• [Record set]

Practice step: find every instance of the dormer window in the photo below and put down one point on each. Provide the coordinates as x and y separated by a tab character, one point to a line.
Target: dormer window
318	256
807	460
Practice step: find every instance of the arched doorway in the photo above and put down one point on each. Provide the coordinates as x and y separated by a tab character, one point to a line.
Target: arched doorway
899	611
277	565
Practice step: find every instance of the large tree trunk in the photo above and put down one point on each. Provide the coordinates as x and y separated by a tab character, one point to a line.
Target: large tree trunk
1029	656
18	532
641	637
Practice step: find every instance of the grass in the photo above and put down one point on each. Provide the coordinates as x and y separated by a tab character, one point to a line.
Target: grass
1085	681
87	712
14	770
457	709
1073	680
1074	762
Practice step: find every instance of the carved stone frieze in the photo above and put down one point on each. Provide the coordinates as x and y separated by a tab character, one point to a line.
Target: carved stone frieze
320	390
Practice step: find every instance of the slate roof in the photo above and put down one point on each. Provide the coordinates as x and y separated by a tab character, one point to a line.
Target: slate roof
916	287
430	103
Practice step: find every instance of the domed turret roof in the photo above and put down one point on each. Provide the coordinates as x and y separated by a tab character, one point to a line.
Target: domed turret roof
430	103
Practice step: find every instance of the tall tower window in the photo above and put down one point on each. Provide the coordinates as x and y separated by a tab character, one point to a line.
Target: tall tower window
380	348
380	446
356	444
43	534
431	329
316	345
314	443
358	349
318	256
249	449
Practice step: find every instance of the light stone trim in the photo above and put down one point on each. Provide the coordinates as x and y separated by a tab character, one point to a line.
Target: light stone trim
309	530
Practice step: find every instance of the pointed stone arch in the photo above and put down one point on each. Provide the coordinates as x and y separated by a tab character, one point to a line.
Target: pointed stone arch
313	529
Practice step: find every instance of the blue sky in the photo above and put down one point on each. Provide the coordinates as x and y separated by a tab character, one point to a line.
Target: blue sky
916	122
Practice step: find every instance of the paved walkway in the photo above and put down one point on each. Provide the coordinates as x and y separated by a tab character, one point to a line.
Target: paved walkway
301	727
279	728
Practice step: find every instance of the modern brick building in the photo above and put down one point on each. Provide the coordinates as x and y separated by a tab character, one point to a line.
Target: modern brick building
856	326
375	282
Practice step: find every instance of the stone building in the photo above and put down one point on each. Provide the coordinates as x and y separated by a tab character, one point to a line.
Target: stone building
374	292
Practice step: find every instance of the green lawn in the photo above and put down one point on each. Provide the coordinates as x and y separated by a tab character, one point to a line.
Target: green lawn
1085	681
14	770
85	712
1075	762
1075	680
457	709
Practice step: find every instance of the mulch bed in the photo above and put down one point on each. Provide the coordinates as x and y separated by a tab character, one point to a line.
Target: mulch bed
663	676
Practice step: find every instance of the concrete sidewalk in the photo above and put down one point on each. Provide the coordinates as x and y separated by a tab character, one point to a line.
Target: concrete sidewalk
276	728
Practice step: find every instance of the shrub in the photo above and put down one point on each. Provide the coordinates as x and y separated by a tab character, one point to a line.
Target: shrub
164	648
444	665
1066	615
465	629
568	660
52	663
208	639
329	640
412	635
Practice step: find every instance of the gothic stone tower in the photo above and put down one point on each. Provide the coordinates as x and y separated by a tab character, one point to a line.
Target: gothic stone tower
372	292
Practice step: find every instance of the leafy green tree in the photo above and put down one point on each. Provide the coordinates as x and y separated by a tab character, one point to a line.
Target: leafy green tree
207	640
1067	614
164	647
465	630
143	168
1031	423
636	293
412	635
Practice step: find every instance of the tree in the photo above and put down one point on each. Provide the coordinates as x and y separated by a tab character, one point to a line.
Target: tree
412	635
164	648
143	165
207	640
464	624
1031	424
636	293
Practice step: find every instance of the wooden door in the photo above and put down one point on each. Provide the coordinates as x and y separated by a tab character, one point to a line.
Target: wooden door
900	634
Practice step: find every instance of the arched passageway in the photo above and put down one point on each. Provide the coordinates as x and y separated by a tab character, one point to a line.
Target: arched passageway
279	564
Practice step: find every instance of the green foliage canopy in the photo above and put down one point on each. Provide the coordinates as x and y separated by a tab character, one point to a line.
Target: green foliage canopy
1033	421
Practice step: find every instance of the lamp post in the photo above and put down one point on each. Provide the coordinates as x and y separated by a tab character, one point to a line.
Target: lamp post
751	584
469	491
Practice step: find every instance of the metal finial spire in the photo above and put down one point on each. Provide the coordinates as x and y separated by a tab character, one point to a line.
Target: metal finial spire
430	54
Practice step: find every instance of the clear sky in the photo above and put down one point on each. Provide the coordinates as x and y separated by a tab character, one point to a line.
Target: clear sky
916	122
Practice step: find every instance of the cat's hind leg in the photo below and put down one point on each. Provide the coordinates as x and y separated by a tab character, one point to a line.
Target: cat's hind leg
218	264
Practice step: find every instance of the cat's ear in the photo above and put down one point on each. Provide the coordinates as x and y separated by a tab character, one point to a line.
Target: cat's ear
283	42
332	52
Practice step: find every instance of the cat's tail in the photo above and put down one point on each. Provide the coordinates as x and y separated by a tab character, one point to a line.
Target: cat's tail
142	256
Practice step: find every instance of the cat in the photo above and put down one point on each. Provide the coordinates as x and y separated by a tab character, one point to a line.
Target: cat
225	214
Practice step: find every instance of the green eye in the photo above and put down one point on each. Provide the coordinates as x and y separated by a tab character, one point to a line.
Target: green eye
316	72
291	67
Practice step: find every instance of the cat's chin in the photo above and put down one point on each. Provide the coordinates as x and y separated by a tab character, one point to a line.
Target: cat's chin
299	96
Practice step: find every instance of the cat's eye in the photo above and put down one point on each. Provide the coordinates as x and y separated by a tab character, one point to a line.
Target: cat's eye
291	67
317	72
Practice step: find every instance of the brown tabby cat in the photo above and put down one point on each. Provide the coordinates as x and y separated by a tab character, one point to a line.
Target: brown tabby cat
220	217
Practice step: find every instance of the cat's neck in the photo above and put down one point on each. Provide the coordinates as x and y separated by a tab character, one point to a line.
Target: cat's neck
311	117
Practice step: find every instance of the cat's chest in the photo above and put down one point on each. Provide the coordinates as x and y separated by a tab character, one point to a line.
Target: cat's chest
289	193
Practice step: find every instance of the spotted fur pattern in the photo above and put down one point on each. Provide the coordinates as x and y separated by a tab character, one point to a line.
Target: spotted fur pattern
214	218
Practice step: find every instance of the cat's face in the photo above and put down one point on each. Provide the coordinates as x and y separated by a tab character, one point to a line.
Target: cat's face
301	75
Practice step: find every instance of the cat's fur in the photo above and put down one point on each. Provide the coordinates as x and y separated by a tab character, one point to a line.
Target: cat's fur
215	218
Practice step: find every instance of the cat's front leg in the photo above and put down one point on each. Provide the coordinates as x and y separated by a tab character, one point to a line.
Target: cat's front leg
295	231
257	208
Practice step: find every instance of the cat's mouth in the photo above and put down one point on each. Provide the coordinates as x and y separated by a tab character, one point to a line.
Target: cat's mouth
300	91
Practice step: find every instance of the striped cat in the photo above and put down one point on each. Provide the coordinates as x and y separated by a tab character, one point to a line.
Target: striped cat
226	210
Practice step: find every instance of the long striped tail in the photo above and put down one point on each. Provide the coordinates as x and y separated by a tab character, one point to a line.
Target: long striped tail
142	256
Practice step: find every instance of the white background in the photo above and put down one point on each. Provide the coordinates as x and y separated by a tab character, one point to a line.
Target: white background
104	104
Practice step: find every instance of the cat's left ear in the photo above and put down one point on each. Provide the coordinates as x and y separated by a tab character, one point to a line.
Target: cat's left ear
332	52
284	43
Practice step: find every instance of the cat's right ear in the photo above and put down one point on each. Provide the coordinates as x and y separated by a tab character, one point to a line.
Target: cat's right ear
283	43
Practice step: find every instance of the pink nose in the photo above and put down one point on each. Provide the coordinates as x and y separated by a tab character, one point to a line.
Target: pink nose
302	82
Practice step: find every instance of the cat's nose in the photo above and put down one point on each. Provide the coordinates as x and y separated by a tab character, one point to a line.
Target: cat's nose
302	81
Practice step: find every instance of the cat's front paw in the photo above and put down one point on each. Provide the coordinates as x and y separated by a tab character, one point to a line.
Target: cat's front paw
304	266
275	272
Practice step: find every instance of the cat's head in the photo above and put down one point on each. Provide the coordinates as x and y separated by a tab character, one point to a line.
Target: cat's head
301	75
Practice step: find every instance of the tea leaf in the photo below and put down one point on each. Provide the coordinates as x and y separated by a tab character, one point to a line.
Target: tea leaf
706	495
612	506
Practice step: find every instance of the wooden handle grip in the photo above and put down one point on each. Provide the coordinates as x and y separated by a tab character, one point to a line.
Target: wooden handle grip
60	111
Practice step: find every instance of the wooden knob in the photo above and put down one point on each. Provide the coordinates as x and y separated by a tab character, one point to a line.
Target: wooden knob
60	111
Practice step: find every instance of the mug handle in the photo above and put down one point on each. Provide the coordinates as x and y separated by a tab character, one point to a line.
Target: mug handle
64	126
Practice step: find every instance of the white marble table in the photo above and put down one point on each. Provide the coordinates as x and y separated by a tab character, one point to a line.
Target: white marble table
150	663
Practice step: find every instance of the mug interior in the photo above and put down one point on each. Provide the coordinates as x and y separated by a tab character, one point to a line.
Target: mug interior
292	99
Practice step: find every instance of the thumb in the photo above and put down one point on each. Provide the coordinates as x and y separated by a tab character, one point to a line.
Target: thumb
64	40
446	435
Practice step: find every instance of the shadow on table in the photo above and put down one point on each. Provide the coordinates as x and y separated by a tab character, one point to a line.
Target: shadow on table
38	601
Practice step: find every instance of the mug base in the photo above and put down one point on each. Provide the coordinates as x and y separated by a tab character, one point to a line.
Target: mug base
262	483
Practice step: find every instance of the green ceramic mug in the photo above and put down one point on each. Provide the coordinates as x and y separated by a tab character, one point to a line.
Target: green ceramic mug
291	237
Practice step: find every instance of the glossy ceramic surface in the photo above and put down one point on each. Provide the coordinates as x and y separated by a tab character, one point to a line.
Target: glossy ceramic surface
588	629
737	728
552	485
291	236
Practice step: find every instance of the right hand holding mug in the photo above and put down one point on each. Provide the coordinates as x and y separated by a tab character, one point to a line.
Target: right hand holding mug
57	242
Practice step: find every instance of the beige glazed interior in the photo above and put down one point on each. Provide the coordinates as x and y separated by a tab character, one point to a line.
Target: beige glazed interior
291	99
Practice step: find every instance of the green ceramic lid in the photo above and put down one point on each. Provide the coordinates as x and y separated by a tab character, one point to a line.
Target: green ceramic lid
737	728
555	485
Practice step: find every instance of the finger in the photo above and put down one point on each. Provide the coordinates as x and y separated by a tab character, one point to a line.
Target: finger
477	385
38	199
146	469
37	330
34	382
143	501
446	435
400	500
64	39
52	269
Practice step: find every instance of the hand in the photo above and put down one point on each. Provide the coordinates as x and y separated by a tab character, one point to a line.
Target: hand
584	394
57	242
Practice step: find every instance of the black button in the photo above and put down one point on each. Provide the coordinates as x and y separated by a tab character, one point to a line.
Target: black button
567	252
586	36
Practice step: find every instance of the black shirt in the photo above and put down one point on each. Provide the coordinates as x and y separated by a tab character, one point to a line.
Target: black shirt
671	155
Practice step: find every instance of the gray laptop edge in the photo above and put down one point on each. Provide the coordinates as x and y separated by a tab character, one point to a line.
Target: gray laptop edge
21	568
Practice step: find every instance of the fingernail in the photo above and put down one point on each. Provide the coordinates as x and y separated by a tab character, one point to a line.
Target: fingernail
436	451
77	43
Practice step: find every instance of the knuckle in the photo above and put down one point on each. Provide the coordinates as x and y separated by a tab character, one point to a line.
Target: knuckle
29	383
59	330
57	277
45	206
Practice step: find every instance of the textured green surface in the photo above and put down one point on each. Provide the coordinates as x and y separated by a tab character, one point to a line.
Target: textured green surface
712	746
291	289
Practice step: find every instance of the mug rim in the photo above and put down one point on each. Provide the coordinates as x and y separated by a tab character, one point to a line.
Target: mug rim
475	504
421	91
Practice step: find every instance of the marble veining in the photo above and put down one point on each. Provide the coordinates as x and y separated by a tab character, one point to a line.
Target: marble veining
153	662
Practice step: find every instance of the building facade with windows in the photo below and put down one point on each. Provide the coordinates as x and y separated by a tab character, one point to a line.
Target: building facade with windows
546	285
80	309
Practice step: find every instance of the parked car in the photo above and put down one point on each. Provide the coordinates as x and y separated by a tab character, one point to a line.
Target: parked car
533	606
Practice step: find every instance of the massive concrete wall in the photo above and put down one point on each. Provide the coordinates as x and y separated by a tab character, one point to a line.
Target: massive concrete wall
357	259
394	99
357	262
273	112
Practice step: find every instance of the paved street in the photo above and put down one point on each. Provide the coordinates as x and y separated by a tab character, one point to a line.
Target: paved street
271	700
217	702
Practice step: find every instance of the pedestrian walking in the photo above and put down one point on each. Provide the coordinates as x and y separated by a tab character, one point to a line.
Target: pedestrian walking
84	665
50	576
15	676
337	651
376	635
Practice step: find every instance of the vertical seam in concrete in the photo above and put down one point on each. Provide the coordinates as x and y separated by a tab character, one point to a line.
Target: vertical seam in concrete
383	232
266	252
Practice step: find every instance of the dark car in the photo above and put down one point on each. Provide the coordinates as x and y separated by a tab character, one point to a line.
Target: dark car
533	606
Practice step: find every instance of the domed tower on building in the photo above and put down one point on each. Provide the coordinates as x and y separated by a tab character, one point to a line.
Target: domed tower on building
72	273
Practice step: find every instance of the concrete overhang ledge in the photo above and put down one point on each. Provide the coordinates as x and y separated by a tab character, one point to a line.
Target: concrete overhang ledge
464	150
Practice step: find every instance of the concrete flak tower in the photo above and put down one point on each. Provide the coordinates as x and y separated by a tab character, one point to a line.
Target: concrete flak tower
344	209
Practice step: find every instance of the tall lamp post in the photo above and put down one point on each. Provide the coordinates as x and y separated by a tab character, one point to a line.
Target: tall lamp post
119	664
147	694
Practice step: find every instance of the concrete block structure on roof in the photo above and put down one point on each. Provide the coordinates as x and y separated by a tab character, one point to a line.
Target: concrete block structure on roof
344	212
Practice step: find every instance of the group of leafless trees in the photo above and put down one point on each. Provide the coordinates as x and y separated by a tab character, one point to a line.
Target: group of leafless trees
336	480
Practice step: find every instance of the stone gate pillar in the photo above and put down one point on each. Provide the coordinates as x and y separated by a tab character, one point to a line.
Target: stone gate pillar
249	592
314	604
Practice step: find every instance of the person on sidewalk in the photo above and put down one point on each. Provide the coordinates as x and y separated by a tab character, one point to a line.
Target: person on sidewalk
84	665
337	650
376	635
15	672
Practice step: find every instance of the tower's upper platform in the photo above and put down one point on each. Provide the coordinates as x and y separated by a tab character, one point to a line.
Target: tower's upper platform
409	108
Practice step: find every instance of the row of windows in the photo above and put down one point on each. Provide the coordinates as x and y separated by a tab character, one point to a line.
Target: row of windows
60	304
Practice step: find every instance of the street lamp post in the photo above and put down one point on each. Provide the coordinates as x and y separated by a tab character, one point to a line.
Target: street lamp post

• [Request]
Please quote nothing but the lines from the line with "Practice step: find every instance of the concrete block" through the end of the data above, exactly as written, ends included.

• [Expected answer]
Practice step: find every instance of the concrete block structure on roof in the photo above and put down one point on each. Provide the coordinates as x and y separated by a tab character, one point to a line.
Target: concrete block structure on roof
344	212
Practice step: find every instance of the group of leafless trees in the photo above and put down one point on each. Provide the coordinates as x and y separated by a tab character, one point to a line.
Target: group of leafless trees
336	480
Practice step: find every instance of the stone gate pillar in the photo above and put down one point on each. Provide the coordinates as x and y separated by a tab character, one point to a line.
Target: stone gate pillar
249	592
314	604
Practice step: find every instance of the person on sidewalk in the photo above and put down one point on each. Provide the coordinates as x and y separated by a tab character, one point to a line.
Target: person on sidewalk
84	665
337	650
376	635
15	672
Practice step: find every instance of the tower's upper platform in the photo above and put down one point on each. Provide the coordinates as x and y separated by a tab character, one point to a line.
Target: tower's upper platform
409	108
Practice step: find every instance of the row of windows in the photo above and put down one point on each. Provide the coordinates as x and y separated by a tab character, one point to a line.
Target: row of windows
60	304
Practice step: find every instance of the street lamp post in the photo above and put down one point on each. Provide the coordinates as x and y separated by a tab character, one point to a line.
Target: street lamp post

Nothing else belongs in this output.